• **RECORDS SUPPLIED**
_ _ _ _ _ _ _
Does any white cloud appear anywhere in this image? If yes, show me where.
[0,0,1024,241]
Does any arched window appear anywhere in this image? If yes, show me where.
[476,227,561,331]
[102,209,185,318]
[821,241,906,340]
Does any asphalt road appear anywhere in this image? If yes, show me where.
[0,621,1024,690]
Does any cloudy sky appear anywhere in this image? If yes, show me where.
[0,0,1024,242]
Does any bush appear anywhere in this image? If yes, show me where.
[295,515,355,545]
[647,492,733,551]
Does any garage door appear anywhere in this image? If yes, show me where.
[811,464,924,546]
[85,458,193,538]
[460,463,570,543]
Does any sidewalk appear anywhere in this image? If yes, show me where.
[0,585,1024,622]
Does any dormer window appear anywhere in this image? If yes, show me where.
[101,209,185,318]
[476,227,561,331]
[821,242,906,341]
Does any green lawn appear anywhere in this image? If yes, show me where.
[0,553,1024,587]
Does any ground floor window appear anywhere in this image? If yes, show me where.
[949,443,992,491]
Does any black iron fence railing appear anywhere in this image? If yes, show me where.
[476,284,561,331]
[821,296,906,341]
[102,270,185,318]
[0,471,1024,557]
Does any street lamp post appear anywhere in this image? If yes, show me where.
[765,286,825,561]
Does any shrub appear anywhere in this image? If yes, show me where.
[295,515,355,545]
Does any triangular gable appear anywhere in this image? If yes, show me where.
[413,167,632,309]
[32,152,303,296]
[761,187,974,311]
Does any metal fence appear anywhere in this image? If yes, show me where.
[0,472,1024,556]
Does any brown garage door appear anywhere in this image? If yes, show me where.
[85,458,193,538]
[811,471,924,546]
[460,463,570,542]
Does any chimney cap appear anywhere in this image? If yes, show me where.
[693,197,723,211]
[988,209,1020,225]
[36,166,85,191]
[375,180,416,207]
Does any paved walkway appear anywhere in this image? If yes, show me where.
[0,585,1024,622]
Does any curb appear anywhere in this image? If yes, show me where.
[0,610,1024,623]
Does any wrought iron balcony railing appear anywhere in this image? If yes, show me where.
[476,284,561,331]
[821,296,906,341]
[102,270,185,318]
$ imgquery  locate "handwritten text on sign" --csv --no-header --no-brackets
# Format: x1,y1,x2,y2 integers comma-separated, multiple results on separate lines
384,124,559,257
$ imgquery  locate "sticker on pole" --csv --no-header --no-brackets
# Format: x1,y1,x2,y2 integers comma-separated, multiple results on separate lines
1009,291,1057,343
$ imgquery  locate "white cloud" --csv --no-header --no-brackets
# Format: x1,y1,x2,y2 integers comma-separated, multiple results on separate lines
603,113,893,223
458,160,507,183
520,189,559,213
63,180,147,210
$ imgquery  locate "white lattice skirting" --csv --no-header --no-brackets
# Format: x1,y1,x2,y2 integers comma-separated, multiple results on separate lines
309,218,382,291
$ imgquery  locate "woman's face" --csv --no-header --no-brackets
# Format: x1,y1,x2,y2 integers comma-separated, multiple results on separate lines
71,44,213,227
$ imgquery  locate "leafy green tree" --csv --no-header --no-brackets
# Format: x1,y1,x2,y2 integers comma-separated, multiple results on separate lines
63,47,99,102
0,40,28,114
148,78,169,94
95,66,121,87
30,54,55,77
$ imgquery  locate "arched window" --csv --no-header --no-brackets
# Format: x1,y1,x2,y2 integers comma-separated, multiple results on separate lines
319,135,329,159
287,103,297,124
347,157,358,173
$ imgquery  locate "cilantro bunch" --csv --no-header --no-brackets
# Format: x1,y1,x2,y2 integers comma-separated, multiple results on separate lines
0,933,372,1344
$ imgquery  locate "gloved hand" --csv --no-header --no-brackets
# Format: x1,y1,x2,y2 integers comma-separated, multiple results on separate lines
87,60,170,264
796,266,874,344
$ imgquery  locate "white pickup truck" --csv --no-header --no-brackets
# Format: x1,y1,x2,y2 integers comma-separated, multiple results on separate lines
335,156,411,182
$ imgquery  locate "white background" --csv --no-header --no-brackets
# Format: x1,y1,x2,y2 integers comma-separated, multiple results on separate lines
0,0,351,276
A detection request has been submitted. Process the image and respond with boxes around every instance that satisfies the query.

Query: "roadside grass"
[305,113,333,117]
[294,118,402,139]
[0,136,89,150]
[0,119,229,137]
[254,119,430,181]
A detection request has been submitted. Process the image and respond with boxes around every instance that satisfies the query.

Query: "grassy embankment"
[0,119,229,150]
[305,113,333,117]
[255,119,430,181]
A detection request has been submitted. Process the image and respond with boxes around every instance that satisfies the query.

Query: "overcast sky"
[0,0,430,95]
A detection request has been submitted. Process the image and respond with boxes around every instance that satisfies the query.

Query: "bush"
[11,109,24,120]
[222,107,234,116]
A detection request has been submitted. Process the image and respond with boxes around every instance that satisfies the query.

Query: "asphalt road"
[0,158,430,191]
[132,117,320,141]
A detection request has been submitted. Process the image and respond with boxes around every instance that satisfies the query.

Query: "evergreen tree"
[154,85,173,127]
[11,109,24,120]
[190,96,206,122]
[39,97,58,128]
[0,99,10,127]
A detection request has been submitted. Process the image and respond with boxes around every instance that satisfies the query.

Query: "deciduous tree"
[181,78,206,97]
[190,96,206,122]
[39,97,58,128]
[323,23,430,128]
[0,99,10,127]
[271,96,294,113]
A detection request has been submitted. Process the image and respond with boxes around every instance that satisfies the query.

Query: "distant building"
_ _ _ _ _ _ _
• **WHAT YOU HAVE TO DO**
Can you recast the data as a numbered list, beginning at its first line and stopping after the line that contains "[0,0,1024,242]", with any blank lines dropped?

• **SOLVED EXERCISE**
1. Does any white cloud appear anywhere in this image? If yes, show me where.
2. [0,0,1024,241]
3. Does any arched window appear anywhere in this image? If yes, show me where.
4. [476,227,561,331]
5. [102,209,185,318]
6. [821,241,906,340]
7. Does any asphalt road appear anywhere in this image? If yes, show me where.
8. [0,621,1024,690]
9. Does any cloudy sky appear anywhere in this image? If yes, show me where.
10. [0,0,1024,242]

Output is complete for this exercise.